Task to complete
Reproduce every one of the records below word for word, leaving the pictures out of your answer.

** Begin **

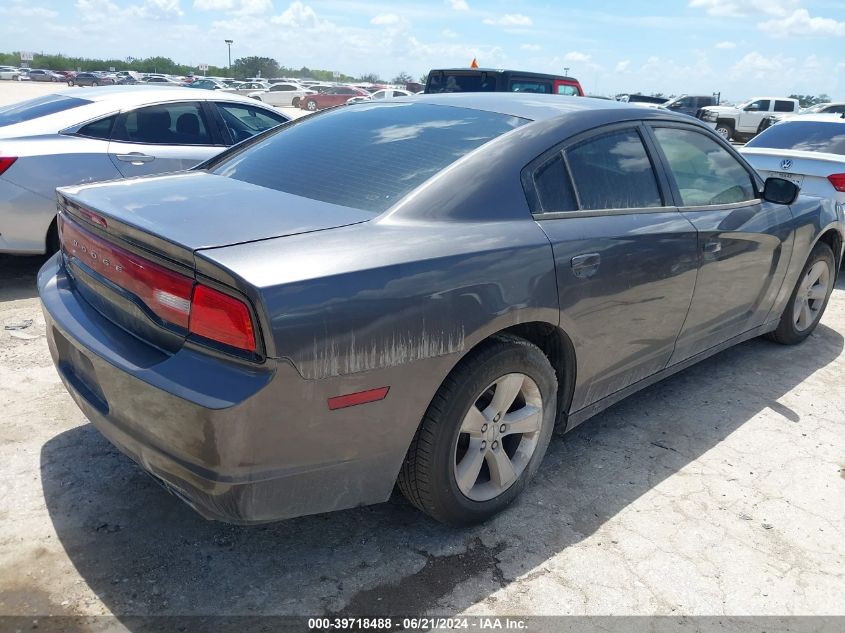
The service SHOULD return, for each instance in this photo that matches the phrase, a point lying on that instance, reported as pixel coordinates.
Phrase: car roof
(536, 107)
(128, 96)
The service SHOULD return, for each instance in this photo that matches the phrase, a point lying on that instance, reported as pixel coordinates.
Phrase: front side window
(367, 157)
(98, 129)
(165, 124)
(704, 171)
(613, 171)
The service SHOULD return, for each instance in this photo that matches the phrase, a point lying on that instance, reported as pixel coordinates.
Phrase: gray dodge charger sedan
(416, 291)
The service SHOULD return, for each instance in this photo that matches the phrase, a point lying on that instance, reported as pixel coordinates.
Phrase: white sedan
(378, 95)
(10, 72)
(808, 150)
(282, 94)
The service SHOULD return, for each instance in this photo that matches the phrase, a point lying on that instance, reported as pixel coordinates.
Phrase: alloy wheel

** End **

Full output
The service SHOULD return, for each instance in this photo that matches the phrase, a point lying on that instance, reported as pixel coordinates.
Phrase: car roof
(536, 107)
(128, 96)
The service SHOULD return, for each instance in this photo that matches the phrase, a point lying on that instance, reported as pixel coordinates.
Phrase: front side window
(367, 157)
(98, 129)
(165, 124)
(704, 171)
(613, 171)
The service SHOULD return, for each instance in this photo that matches the phrase, a point lying on that instance, reported as pixel coordinates.
Phrase: gray dodge charger sedan
(416, 291)
The service SHOULD return, for each instance in this photo that matches the phrase, a point lying on that instance, reported as pixel coordinates.
Phrase: white sedan
(378, 95)
(10, 72)
(808, 150)
(282, 94)
The service SHOULD return, for each instance in this photo that matches the phrase, a point lying on that instance, reported as pixel coordinates.
Phrase: alloy wheel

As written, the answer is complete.